[Saved data entries]
+++

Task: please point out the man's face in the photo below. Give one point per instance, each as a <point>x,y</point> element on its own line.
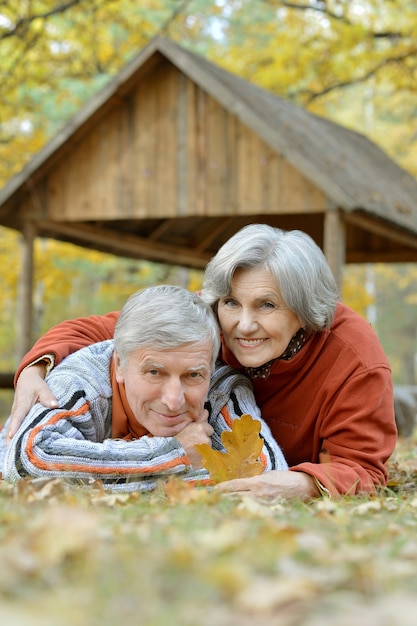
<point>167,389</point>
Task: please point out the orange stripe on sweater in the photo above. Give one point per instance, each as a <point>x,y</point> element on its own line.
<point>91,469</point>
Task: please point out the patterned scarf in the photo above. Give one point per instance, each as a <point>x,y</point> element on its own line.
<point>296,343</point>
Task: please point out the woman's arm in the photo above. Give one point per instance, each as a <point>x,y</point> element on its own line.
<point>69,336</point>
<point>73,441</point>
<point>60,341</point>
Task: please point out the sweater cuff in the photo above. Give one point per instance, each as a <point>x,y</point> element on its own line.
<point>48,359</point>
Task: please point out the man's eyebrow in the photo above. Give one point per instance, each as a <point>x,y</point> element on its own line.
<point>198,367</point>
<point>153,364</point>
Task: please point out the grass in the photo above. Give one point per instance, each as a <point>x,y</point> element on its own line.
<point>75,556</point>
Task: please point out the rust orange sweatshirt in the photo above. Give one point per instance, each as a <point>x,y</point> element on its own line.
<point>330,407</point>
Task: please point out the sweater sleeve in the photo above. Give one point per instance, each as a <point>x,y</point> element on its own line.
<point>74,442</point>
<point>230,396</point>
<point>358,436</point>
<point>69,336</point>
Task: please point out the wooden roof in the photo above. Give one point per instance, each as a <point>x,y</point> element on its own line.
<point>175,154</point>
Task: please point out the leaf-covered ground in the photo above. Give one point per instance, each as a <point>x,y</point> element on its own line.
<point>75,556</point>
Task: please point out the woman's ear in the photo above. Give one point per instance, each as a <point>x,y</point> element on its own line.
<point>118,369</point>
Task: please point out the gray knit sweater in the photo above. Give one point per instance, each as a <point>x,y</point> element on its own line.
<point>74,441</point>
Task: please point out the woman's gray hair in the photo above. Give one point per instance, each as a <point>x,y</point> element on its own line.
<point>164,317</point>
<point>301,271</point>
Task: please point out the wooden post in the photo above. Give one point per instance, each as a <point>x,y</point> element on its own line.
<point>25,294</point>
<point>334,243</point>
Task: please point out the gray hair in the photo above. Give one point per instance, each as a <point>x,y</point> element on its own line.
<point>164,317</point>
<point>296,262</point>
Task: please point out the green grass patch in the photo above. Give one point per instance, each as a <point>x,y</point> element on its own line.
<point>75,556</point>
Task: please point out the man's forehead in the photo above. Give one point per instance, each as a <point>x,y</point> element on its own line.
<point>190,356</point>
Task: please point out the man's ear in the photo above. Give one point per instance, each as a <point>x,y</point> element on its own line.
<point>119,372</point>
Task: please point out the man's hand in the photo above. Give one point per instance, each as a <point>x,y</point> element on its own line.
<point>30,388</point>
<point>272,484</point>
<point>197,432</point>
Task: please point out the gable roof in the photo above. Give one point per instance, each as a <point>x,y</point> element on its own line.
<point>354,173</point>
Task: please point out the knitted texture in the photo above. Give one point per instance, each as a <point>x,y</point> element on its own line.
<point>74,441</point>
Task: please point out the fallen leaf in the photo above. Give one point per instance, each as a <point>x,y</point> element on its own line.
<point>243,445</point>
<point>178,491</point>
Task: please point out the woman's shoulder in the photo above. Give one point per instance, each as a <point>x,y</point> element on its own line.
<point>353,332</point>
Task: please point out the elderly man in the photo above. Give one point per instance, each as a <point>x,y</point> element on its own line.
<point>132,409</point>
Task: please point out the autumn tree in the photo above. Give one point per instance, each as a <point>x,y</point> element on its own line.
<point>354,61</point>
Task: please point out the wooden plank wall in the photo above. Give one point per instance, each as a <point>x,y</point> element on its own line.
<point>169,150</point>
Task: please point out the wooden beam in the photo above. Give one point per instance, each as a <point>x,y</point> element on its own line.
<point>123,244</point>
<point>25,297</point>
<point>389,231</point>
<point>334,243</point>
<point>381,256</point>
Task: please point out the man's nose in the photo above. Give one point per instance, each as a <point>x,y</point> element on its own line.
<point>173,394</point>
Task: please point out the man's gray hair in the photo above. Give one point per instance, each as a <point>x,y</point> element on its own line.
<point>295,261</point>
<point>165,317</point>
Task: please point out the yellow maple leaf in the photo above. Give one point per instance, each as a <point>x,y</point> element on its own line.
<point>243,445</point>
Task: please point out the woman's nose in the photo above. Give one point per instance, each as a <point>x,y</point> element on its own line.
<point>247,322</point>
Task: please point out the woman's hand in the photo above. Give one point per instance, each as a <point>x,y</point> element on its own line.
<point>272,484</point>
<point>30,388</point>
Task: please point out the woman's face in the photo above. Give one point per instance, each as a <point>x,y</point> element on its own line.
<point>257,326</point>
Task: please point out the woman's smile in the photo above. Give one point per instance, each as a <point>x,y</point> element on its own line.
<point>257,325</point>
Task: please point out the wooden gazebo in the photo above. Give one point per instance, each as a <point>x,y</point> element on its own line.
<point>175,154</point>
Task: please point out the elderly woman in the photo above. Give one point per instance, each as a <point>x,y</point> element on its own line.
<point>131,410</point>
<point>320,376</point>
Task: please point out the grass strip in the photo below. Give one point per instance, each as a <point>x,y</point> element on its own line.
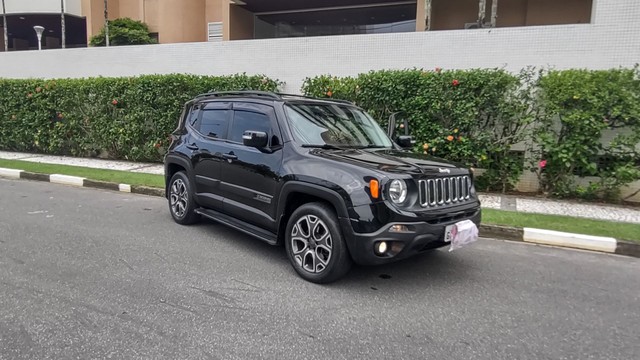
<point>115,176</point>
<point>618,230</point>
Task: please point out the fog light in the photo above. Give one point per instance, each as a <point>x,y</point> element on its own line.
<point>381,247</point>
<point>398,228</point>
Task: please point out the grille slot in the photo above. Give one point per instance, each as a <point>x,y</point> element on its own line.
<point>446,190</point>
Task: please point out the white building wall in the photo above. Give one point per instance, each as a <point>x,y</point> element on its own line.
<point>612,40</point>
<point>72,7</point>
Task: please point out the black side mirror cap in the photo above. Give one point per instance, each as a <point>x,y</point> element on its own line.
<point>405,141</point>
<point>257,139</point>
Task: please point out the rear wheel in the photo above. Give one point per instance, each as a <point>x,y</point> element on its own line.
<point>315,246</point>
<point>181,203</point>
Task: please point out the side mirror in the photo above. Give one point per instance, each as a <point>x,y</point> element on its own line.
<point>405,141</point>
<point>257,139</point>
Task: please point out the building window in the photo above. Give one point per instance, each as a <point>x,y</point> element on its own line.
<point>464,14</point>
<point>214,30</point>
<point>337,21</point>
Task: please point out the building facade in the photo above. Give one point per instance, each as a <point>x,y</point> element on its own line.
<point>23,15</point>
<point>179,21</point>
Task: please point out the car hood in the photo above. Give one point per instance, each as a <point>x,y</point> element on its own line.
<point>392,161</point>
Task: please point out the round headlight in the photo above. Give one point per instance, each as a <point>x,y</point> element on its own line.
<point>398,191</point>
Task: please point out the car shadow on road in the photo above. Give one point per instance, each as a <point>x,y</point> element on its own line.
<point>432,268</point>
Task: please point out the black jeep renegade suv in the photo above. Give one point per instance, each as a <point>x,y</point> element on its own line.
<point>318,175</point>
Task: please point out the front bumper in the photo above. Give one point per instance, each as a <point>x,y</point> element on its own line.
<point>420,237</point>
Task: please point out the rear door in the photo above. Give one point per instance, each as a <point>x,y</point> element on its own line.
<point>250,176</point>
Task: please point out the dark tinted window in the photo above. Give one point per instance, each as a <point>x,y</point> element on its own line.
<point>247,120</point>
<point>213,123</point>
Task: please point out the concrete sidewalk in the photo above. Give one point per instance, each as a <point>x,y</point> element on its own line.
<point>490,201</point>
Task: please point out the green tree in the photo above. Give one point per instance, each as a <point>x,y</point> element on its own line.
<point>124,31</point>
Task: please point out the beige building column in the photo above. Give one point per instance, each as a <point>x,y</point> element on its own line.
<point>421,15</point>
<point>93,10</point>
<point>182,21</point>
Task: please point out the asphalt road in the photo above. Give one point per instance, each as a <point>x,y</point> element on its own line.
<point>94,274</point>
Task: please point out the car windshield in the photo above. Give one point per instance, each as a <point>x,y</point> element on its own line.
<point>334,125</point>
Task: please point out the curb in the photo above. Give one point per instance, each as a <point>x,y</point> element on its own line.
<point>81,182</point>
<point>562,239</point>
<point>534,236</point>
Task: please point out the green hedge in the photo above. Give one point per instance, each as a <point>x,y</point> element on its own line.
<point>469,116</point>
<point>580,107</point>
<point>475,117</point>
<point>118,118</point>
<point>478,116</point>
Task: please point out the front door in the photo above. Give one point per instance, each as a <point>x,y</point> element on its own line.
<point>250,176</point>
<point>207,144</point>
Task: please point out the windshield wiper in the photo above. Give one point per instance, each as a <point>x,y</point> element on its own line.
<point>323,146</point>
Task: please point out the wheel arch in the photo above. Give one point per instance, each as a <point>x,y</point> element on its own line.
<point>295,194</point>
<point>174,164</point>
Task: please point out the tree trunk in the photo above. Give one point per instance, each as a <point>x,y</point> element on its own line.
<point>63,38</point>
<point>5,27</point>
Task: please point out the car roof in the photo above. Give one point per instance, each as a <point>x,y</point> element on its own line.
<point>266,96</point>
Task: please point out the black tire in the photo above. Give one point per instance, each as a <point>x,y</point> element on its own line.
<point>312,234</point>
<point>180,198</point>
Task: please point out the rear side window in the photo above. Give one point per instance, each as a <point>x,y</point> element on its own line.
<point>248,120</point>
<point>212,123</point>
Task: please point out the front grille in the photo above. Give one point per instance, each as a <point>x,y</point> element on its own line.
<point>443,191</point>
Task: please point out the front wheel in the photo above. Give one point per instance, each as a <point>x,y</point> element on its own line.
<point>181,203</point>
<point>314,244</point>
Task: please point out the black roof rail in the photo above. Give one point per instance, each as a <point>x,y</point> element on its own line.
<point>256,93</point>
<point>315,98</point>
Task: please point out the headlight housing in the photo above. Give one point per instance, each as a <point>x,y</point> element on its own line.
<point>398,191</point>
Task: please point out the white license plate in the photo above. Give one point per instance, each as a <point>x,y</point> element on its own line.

+++

Rewrite everything from the line containing "Task: please point out the gray hair" down to the line containing "<point>353,332</point>", changing "gable roof" to "pitched roof" and keeping all else the same.

Task: please point out the gray hair in the photo above. Give one point per instance, each as a <point>x,y</point> element on its own line.
<point>164,317</point>
<point>296,262</point>
Task: please point out the green grass patch in the photo above. Give one point per instance, each as a <point>x,y</point> element on its own line.
<point>75,556</point>
Task: please point out the man's forehead in the photo above. Give one point per instance, each as a <point>x,y</point> element on its own line.
<point>190,356</point>
Task: please point out the man's ear in the photo above. Give one point per instance, each as a <point>x,y</point> element on its own line.
<point>119,372</point>
Task: please point out the man's hand in the photo above. Give one point per instance, each as a <point>x,y</point> element on its own line.
<point>30,388</point>
<point>272,484</point>
<point>197,432</point>
Task: please point out the pitched roof in the photo above. Give one point per instance, each as a <point>x,y</point> element on its own line.
<point>354,173</point>
Task: please point out the knitted texture in the photo above. Give one point per instance, each as a <point>x,y</point> element on its own line.
<point>74,441</point>
Task: please point out the fallen leaf in the photo above. Give one point per instance, each as a <point>x,y</point> element on its own line.
<point>243,445</point>
<point>178,491</point>
Task: please point out the woman's shoulder in the photo above. Give one point per instance, each as a <point>x,y</point> element on its own line.
<point>353,332</point>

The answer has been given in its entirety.